- [Task prompt]
Please retype the line that contains "Annotate each putter with" and all lines that follow it to the end of the entries below, exactly as they stand, with nothing added.

- [Data under study]
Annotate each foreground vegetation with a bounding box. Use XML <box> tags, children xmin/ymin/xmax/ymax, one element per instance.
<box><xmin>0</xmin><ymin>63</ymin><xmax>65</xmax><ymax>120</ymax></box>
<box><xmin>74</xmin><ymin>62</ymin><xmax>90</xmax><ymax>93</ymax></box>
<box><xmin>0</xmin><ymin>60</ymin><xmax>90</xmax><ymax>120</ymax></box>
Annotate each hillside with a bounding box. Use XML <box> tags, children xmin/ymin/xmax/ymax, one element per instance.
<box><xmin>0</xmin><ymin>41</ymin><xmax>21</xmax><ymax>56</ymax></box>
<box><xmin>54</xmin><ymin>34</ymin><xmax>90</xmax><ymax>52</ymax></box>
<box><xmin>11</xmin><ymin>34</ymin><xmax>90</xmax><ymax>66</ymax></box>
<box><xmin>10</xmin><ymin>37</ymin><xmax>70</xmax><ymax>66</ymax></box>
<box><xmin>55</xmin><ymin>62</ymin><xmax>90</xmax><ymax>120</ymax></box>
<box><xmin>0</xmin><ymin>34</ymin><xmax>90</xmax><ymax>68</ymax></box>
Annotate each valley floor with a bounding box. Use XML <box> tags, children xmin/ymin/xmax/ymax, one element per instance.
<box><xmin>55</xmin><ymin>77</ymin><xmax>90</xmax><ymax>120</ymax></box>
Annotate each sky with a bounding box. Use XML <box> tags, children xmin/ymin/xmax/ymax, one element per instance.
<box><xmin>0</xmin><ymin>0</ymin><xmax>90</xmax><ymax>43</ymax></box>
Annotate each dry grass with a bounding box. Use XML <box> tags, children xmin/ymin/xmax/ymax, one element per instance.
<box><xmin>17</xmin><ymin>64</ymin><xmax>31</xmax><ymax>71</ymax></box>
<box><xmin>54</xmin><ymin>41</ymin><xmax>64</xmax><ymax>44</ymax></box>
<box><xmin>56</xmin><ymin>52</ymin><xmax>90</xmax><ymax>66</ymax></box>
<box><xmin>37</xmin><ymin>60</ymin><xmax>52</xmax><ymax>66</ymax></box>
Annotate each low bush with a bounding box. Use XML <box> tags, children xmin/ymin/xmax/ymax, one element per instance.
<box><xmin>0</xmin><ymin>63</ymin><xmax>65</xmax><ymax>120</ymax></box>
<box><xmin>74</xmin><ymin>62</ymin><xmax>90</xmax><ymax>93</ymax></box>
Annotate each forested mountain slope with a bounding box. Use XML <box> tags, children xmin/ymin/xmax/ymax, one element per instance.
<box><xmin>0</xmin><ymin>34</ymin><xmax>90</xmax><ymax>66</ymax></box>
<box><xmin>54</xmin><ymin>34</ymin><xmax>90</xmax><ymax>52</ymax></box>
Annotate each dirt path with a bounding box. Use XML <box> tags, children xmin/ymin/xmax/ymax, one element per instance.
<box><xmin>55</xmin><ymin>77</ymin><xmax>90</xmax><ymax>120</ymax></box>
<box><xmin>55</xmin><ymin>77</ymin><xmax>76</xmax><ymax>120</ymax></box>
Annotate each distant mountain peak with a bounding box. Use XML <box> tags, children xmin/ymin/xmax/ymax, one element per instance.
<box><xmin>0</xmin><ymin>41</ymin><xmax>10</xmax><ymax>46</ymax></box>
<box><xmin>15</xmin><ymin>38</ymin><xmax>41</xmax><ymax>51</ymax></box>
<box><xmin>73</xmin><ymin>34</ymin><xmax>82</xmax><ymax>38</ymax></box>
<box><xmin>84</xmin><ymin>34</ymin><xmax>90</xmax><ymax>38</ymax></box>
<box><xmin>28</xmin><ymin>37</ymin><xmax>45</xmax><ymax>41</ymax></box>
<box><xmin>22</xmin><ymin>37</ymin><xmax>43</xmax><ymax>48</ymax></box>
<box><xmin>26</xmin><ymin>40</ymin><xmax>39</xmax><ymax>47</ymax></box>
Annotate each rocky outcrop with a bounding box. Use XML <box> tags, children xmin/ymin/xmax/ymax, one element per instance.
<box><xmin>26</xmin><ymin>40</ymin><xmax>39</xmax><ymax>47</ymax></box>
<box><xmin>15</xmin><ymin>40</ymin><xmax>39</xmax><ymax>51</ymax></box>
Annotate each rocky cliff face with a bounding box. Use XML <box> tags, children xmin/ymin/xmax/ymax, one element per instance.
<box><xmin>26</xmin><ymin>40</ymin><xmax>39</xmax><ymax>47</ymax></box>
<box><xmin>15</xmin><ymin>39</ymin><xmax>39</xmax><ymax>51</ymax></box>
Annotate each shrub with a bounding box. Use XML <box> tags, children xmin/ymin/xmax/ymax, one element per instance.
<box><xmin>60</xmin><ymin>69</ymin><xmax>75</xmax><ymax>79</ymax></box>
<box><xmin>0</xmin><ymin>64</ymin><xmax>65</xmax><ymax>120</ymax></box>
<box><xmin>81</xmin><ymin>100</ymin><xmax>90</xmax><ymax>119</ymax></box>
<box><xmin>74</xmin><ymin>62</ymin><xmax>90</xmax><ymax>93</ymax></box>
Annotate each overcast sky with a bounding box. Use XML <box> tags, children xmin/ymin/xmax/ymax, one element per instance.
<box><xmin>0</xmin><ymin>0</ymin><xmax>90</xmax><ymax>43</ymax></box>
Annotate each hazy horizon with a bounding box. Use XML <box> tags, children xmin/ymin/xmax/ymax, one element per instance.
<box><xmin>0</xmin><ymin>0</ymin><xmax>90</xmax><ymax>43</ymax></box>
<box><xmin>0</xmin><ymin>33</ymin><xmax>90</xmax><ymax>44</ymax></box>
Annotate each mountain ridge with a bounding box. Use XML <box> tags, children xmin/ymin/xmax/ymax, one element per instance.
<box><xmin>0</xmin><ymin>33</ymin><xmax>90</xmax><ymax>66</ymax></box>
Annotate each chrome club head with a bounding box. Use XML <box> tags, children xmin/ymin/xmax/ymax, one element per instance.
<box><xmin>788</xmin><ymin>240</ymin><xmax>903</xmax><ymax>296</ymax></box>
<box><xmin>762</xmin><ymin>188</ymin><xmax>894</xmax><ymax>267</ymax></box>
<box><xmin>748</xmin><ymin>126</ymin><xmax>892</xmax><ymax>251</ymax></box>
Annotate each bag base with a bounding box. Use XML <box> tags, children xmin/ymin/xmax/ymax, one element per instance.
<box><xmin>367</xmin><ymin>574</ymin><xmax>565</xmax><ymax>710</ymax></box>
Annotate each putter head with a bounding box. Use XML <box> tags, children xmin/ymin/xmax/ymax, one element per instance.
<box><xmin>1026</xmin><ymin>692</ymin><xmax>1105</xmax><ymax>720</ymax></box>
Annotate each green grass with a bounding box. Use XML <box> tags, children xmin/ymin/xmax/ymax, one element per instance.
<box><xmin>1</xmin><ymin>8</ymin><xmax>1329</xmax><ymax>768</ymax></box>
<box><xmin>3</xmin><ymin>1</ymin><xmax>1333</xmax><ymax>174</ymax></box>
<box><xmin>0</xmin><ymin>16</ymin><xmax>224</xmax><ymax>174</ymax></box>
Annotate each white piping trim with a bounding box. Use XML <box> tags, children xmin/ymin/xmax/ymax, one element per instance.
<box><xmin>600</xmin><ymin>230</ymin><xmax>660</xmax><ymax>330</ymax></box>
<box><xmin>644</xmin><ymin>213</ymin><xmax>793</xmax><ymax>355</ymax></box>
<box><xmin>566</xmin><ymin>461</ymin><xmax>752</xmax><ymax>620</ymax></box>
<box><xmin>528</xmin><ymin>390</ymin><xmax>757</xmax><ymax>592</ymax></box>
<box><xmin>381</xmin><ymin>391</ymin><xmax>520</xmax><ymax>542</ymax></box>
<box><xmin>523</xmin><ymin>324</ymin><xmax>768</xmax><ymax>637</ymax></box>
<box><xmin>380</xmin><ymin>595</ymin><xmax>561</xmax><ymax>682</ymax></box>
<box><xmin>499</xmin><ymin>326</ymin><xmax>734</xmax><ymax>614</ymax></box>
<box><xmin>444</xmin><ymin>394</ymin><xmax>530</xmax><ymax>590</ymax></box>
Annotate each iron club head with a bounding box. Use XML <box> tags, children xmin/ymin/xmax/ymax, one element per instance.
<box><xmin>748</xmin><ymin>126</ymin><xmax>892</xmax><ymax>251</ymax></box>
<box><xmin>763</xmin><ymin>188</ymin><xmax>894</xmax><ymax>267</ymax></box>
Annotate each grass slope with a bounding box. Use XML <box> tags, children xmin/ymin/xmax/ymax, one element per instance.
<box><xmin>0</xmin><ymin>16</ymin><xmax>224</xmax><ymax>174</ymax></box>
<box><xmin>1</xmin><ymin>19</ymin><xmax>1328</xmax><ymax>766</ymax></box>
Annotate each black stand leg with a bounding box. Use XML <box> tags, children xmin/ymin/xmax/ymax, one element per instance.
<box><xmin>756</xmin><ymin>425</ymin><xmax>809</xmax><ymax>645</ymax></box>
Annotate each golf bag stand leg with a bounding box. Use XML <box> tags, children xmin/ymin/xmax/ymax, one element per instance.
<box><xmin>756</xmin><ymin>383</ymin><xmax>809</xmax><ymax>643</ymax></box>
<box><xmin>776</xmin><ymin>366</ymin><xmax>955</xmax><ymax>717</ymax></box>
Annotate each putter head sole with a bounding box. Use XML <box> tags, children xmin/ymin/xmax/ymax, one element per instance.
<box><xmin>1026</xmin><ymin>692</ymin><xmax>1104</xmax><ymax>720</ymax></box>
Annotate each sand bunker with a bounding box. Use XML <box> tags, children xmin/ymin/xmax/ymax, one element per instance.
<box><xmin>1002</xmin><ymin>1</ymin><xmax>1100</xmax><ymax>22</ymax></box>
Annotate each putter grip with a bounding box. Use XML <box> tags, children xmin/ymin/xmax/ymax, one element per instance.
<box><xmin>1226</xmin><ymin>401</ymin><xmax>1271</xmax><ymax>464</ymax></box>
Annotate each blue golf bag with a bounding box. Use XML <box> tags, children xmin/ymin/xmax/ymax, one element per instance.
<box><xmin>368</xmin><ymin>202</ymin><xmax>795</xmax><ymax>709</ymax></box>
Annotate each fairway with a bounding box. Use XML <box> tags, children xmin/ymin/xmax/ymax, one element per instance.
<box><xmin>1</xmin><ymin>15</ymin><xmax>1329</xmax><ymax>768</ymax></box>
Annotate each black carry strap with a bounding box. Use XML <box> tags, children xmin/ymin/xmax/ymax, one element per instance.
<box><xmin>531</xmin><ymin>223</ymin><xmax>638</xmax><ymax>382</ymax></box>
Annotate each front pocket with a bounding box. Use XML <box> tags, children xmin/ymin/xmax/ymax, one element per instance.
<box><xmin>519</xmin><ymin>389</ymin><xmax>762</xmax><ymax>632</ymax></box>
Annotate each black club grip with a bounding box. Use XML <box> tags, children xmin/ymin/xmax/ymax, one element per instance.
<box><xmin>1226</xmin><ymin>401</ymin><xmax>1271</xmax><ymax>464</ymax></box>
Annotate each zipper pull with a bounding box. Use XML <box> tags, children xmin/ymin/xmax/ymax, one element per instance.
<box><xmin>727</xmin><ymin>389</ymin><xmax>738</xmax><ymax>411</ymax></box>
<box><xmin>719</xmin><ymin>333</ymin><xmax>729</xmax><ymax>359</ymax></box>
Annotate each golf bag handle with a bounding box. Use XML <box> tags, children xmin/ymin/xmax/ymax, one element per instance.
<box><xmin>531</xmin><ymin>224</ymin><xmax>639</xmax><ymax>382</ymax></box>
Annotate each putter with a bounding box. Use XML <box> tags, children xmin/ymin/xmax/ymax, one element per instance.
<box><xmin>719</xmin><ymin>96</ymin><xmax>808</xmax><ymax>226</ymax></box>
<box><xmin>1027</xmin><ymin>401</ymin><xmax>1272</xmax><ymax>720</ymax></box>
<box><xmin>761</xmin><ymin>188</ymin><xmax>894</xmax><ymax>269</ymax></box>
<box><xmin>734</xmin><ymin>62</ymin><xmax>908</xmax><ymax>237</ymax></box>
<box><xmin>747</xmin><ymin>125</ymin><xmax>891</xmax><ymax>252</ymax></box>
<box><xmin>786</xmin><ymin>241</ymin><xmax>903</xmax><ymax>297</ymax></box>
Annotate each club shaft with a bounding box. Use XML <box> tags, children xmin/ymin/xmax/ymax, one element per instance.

- [Task output]
Annotate each putter with a bounding box. Use XML <box> tags, children xmin/ymin/xmax/ymax, one element per instance.
<box><xmin>719</xmin><ymin>96</ymin><xmax>808</xmax><ymax>226</ymax></box>
<box><xmin>1027</xmin><ymin>401</ymin><xmax>1272</xmax><ymax>720</ymax></box>
<box><xmin>761</xmin><ymin>188</ymin><xmax>894</xmax><ymax>269</ymax></box>
<box><xmin>734</xmin><ymin>62</ymin><xmax>908</xmax><ymax>237</ymax></box>
<box><xmin>747</xmin><ymin>125</ymin><xmax>891</xmax><ymax>252</ymax></box>
<box><xmin>786</xmin><ymin>241</ymin><xmax>903</xmax><ymax>297</ymax></box>
Annotate each club shaft with a bounding box. Use XML <box> tags, children xmin/ymin/xmax/ymax, one element per instance.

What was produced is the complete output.